Dataset entries
◇ ◇ ◇

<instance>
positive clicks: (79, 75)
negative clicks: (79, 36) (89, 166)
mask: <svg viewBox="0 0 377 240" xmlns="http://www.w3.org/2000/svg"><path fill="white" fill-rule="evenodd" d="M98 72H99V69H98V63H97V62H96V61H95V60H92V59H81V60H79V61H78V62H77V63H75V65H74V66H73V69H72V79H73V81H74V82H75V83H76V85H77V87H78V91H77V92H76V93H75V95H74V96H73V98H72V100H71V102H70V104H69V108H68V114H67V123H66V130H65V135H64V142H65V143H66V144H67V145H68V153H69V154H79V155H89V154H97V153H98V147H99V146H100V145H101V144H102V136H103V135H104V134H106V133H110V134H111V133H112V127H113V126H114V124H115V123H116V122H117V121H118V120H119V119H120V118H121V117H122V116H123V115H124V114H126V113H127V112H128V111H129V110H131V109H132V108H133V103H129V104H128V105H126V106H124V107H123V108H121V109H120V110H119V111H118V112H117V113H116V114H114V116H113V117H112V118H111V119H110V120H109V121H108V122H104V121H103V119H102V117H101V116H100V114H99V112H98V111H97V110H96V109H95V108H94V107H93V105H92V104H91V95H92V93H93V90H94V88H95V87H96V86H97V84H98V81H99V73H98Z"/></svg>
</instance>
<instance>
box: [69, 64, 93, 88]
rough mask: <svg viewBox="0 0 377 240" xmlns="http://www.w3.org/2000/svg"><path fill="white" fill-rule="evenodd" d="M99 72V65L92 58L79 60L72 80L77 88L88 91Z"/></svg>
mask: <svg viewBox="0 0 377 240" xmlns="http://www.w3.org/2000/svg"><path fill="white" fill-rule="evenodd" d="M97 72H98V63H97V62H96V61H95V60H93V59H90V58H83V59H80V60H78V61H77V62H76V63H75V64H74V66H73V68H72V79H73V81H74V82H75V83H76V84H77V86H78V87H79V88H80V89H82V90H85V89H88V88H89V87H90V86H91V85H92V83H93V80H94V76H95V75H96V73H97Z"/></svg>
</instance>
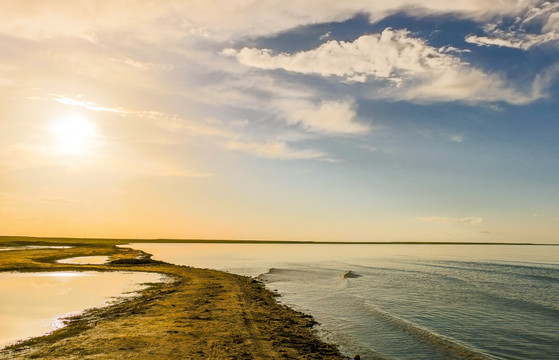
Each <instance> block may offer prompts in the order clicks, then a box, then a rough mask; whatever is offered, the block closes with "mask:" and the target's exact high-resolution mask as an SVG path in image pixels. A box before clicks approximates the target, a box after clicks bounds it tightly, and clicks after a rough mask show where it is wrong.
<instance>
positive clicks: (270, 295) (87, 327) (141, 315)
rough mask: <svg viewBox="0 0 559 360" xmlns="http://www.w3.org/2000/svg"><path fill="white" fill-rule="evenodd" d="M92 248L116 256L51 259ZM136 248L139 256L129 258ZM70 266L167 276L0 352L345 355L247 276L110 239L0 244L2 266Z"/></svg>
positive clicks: (133, 357) (123, 354)
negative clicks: (94, 261)
mask: <svg viewBox="0 0 559 360" xmlns="http://www.w3.org/2000/svg"><path fill="white" fill-rule="evenodd" d="M6 243H9V244H10V245H15V244H16V243H14V242H11V243H10V242H9V241H6V240H4V241H3V242H0V245H3V244H6ZM20 244H21V243H20ZM51 244H52V245H68V243H63V242H56V241H55V240H52V241H51ZM43 245H44V244H43ZM73 245H76V244H73ZM93 255H111V256H112V259H113V260H115V261H113V263H112V264H109V265H71V264H70V265H68V264H57V263H55V262H54V261H56V260H57V259H60V258H65V257H73V256H93ZM138 256H143V258H142V260H135V259H136V258H137V257H138ZM76 269H79V270H126V271H153V272H159V273H163V274H167V275H169V276H171V277H172V278H173V279H174V280H173V281H172V282H169V283H166V284H159V285H155V286H153V287H151V288H149V289H147V290H145V291H144V292H143V293H142V295H141V296H139V297H136V298H133V299H129V300H125V301H122V302H120V303H118V304H115V305H111V306H109V307H105V308H100V309H93V310H90V311H88V312H86V313H85V314H83V315H80V316H77V317H74V318H72V319H71V321H70V322H69V324H68V326H66V327H64V328H62V329H60V330H58V331H56V332H54V333H52V334H50V335H47V336H43V337H39V338H35V339H31V340H29V341H25V342H23V343H21V344H18V345H15V346H12V347H8V348H6V349H3V350H1V351H0V359H239V360H245V359H247V360H248V359H318V360H320V359H346V357H344V356H342V355H341V354H340V353H339V352H338V350H337V349H336V347H335V346H333V345H330V344H326V343H324V342H321V341H320V340H318V339H317V338H316V336H315V335H314V333H313V330H312V326H313V325H314V324H315V323H314V321H313V319H312V318H311V317H309V316H307V315H305V314H302V313H299V312H296V311H294V310H292V309H290V308H288V307H285V306H282V305H280V304H278V302H277V301H276V300H275V298H274V294H272V293H271V292H269V291H268V290H266V289H265V288H264V287H263V285H262V284H260V283H258V282H256V281H254V280H252V279H250V278H247V277H243V276H238V275H233V274H228V273H223V272H219V271H213V270H202V269H195V268H190V267H185V266H175V265H170V264H165V263H159V262H154V261H151V260H149V258H147V257H146V256H145V254H143V253H140V252H139V251H136V250H131V249H120V248H116V247H114V244H113V243H111V242H110V241H107V242H105V243H96V242H95V241H83V242H82V243H81V244H80V245H79V246H77V247H74V248H70V249H40V250H38V249H32V250H24V251H2V252H0V270H1V271H59V270H76Z"/></svg>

◇ ◇ ◇

◆ Task directions
Scan the data above for the string "positive" and copy each line where it appears.

◆ Solution to this task
positive clicks: (79, 75)
positive clicks: (270, 295) (87, 327) (141, 315)
positive clicks: (133, 357) (123, 354)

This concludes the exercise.